══ EXTRAIT DU DOCUMENT ══

La question de la traçabilité progresse elle aussi, grâce aux initiatives de « content provenance ». Des acteurs comme Adobe, Microsoft, Intel ou la BBC développent des standards permettant d’identifier l’origine d’un contenu et les modifications qu’il a subies. Grâce à des signatures numériques intégrées dès la création d’une œuvre, il devient possible de vérifier si celle-ci a été utilisée dans des jeux d’entraînement.
Enfin, plusieurs outils permettent aux artistes de contrôler l’usage de leurs œuvres. Certains services, comme Have I Been Trained ou Content Credentials, offrent la possibilité de repérer si une image ou une création apparaît dans des bases de données publiques destinées à l’IA et, le cas échéant, de demander son retrait.
Vers un registre européen des droits d’auteur dédié à l’IA
Consciente des limites d’un système fondé sur la seule bonne volonté des entreprises d’IA, la Commission européenne travaille désormais à la création d’un registre unifié des droits d’auteur pour l’intelligence artificielle. Ce registre, potentiellement piloté par l’EUIPO, aurait trois finalités principales : centraliser les opt-outs, garantir la traçabilité juridique des œuvres et faciliter la mise en conformité des modèles d’IA.
Un tel dispositif faciliterait également le développement de mécanismes de licences automatisées, ouvrant la voie à une rémunération transparente et harmonisée des créateurs lorsque leurs œuvres sont utilisées pour entraîner des systèmes d’IA. Les premières expérimentations sont attendues d’ici fin 2025, avec une mise en œuvre progressive entre 2026 et 2027.
Un paysage en transition, entre régulation et innovation
L’Europe est en train de bâtir un cadre unique au monde, visant à concilier la protection des droits d’auteur, la souveraineté technologique et le développement responsable de l’intelligence artificielle. Si l’opt-out, tel que défini par la directive 2019/790, constitue une première brique, sa pleine efficacité repose sur l’évolution des pratiques industrielles et sur la structuration d’un registre centralisé.

═══
══ ENREGISTREMENTS ══

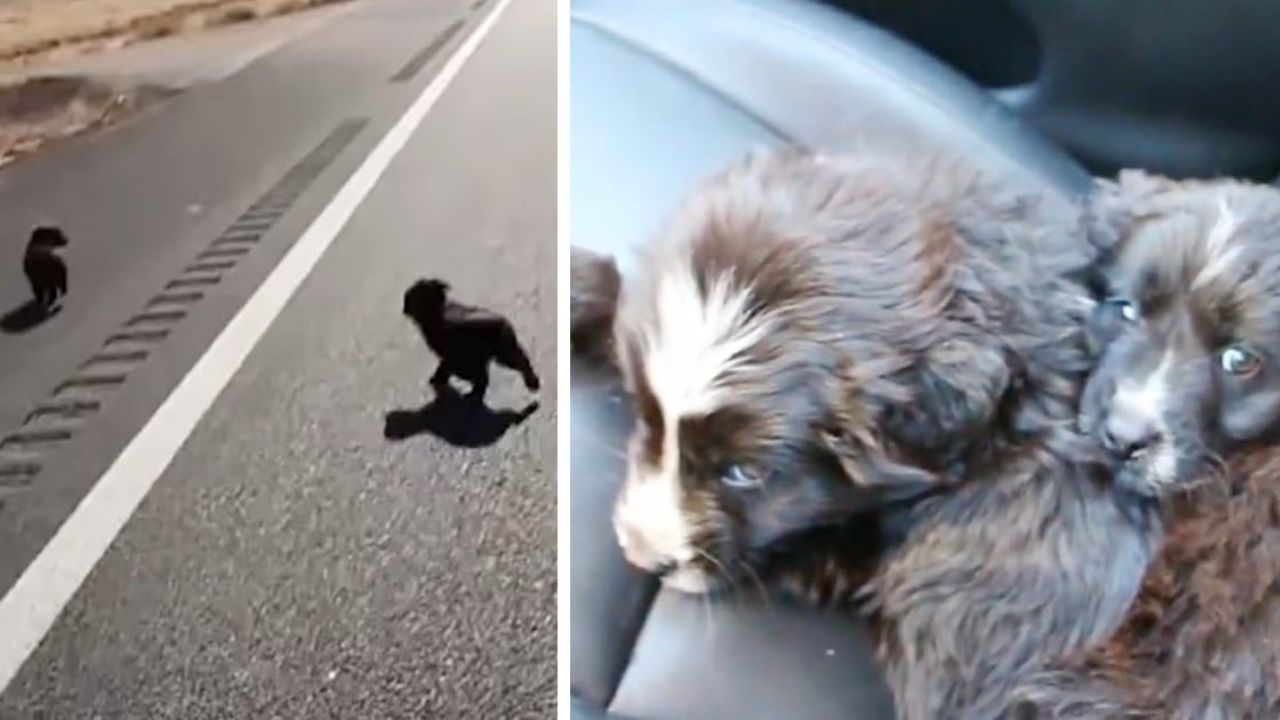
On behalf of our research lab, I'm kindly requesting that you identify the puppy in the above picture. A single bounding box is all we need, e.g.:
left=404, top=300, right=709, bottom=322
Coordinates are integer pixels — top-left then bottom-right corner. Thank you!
left=575, top=151, right=1160, bottom=719
left=22, top=225, right=67, bottom=311
left=1014, top=172, right=1280, bottom=720
left=404, top=279, right=541, bottom=398
left=570, top=247, right=622, bottom=364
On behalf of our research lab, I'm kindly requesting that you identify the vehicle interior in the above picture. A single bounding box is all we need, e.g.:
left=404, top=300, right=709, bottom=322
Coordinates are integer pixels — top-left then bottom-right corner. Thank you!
left=570, top=0, right=1280, bottom=719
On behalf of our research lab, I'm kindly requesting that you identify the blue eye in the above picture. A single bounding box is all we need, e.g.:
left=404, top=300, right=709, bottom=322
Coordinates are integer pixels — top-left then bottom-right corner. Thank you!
left=721, top=464, right=762, bottom=489
left=1107, top=297, right=1139, bottom=323
left=1217, top=345, right=1262, bottom=377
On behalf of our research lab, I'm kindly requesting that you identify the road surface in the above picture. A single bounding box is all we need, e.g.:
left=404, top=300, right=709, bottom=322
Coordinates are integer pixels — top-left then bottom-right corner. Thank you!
left=0, top=0, right=557, bottom=719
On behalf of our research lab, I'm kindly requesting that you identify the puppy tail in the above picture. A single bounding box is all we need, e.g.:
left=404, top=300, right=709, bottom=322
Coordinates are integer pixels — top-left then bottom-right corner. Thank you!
left=570, top=247, right=622, bottom=364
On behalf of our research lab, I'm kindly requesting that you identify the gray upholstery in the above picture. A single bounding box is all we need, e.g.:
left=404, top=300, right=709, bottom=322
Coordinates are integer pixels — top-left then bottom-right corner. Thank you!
left=570, top=0, right=1089, bottom=720
left=1009, top=0, right=1280, bottom=179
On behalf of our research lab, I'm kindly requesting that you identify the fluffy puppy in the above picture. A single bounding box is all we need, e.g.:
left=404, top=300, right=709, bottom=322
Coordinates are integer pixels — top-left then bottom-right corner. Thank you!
left=22, top=225, right=67, bottom=311
left=404, top=279, right=540, bottom=398
left=570, top=151, right=1160, bottom=719
left=570, top=247, right=622, bottom=364
left=1014, top=173, right=1280, bottom=720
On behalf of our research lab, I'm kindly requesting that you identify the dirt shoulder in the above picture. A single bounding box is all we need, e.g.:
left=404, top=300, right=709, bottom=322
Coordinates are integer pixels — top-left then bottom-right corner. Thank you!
left=0, top=0, right=340, bottom=64
left=0, top=0, right=346, bottom=167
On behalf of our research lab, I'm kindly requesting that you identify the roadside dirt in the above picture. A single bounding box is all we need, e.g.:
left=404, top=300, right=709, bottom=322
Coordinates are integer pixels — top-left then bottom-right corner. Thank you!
left=0, top=0, right=347, bottom=167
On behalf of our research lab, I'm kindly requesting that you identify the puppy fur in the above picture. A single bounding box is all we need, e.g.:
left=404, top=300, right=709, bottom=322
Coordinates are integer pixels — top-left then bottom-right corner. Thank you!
left=22, top=225, right=67, bottom=310
left=570, top=247, right=622, bottom=365
left=1014, top=172, right=1280, bottom=720
left=404, top=279, right=540, bottom=398
left=570, top=151, right=1160, bottom=719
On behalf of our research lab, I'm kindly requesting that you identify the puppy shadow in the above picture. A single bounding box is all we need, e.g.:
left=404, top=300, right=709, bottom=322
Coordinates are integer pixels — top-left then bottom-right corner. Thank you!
left=383, top=387, right=538, bottom=447
left=0, top=299, right=63, bottom=334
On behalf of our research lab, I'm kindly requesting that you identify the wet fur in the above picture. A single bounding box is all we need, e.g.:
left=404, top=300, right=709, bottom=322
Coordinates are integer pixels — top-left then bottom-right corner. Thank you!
left=1010, top=448, right=1280, bottom=720
left=403, top=279, right=540, bottom=398
left=22, top=225, right=67, bottom=311
left=1011, top=173, right=1280, bottom=720
left=573, top=152, right=1160, bottom=719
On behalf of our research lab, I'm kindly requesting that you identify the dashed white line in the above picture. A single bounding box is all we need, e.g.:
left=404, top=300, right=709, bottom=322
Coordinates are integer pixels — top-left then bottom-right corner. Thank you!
left=0, top=0, right=511, bottom=692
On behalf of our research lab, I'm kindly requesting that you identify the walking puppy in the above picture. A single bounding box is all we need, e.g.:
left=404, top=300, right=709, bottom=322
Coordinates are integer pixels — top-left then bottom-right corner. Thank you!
left=22, top=225, right=67, bottom=313
left=404, top=279, right=541, bottom=400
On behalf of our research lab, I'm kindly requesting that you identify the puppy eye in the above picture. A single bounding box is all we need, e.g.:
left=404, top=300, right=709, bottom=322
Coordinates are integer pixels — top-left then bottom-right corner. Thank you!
left=1107, top=297, right=1139, bottom=323
left=1217, top=345, right=1262, bottom=377
left=721, top=464, right=762, bottom=489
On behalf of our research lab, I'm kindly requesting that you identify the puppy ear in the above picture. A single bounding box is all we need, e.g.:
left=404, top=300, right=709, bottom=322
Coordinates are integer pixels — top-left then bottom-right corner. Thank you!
left=815, top=375, right=940, bottom=500
left=881, top=341, right=1012, bottom=469
left=570, top=247, right=622, bottom=363
left=1084, top=170, right=1176, bottom=256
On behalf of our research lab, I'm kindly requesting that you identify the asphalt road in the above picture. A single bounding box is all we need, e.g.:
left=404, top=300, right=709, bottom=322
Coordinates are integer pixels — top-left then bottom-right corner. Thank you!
left=0, top=0, right=557, bottom=719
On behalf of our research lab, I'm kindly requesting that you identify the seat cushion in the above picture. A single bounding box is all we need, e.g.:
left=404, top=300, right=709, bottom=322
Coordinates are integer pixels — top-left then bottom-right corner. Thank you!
left=570, top=0, right=1089, bottom=720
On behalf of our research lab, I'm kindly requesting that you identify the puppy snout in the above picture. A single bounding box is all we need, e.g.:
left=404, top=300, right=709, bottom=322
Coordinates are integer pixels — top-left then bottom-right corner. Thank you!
left=613, top=520, right=676, bottom=575
left=1102, top=414, right=1160, bottom=459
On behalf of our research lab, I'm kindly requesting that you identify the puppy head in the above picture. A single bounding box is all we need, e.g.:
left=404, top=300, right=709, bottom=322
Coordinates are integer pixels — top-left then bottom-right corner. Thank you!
left=29, top=225, right=67, bottom=249
left=1080, top=172, right=1280, bottom=497
left=404, top=278, right=449, bottom=318
left=568, top=247, right=622, bottom=360
left=613, top=149, right=1059, bottom=592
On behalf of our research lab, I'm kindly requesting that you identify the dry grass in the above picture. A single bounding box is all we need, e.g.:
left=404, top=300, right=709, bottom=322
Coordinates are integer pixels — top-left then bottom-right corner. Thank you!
left=0, top=0, right=346, bottom=61
left=0, top=77, right=166, bottom=165
left=210, top=5, right=257, bottom=26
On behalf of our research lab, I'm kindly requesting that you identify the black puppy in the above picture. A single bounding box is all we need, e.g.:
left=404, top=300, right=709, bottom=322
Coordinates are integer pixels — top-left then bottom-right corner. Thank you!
left=404, top=279, right=540, bottom=398
left=22, top=225, right=67, bottom=311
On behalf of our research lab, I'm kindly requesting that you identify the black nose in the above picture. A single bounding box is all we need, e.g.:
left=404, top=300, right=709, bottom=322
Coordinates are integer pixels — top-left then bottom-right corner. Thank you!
left=1102, top=418, right=1160, bottom=459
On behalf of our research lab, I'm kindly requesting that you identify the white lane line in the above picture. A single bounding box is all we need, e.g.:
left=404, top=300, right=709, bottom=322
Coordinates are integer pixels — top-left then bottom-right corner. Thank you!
left=0, top=0, right=511, bottom=692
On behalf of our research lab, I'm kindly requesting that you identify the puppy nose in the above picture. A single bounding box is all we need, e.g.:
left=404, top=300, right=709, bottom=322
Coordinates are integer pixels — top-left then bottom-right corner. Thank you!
left=1102, top=416, right=1160, bottom=457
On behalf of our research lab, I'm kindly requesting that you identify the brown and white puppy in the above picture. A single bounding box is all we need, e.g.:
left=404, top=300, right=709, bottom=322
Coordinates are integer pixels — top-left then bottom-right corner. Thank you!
left=1012, top=173, right=1280, bottom=720
left=576, top=152, right=1182, bottom=720
left=1082, top=172, right=1280, bottom=497
left=573, top=151, right=1092, bottom=592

═══

CONSIGNE 1: Dressez la liste complète des acteurs que l'extrait sur le droit d'auteur et l'IA présente comme développant des standards de « content provenance ».
CONSIGNE 2: Recopiez dans l'extrait sur le droit d'auteur et l'IA tout le passage qui va de « La question de » jusqu'à « demander son retrait. ».
CONSIGNE 3: Prolongez l'extrait sur le droit d'auteur et l'IA après sa dernière phrase.
Les enregistrements n'ont aucun rapport avec l'extrait.

RÉSULTAT 1: Adobe, Microsoft, Intel, la BBC

RÉSULTAT 2:
La question de la traçabilité progresse elle aussi, grâce aux initiatives de « content provenance ». Des acteurs comme Adobe, Microsoft, Intel ou la BBC développent des standards permettant d’identifier l’origine d’un contenu et les modifications qu’il a subies. Grâce à des signatures numériques intégrées dès la création d’une œuvre, il devient possible de vérifier si celle-ci a été utilisée dans des jeux d’entraînement.
Enfin, plusieurs outils permettent aux artistes de contrôler l’usage de leurs œuvres. Certains services, comme Have I Been Trained ou Content Credentials, offrent la possibilité de repérer si une image ou une création apparaît dans des bases de données publiques destinées à l’IA et, le cas échéant, de demander son retrait.

RÉSULTAT 3:
À l’heure où les modèles d’IA deviennent un rouage essentiel de l’économie numérique, cette architecture réglementaire représente un enjeu stratégique majeur : garantir une innovation qui respecte la création, renforce la confiance et affirme la capacité de l’Europe à définir ses propres standards.
La décision du Tribunal de Munich, un signal fort pour la traçabilité et le respect du droit d’auteur
Cette question de la traçabilité et de l’usage licite des œuvres prend une dimension nouvelle avec la récente décision du tribunal de Munich, première condamnation européenne visant directement l’entraînement d’un modèle d’IA. La justice allemande a estimé qu’OpenAI avait enfreint le droit d’auteur en intégrant, puis en restituant presque à l’identique, des paroles de chansons protégées. La plainte avait été déposée par la société de gestion collective GEMA, qui reprochait à l’entreprise d’avoir utilisé plusieurs œuvres sans autorisation. En reconnaissant la responsabilité directe d’OpenAI, le tribunal met fin à une zone d’ombre juridique : celle de la provenance réelle des données utilisées pour entraîner les modèles. Cette décision, qui intervient alors que l’Union européenne s’apprête à déployer les obligations de transparence du AI Act, pourrait faire jurisprudence et encourager d’autres autorités nationales à s’emparer du sujet. Elle confirme surtout que l’encadrement de l’IA ne peut plus être dissocié du respect du droit d’auteur, de la maîtrise des données et de la capacité de l’Europe à imposer ses standards face à des technologies dont l’évolution dépasse encore largement le cadre juridique.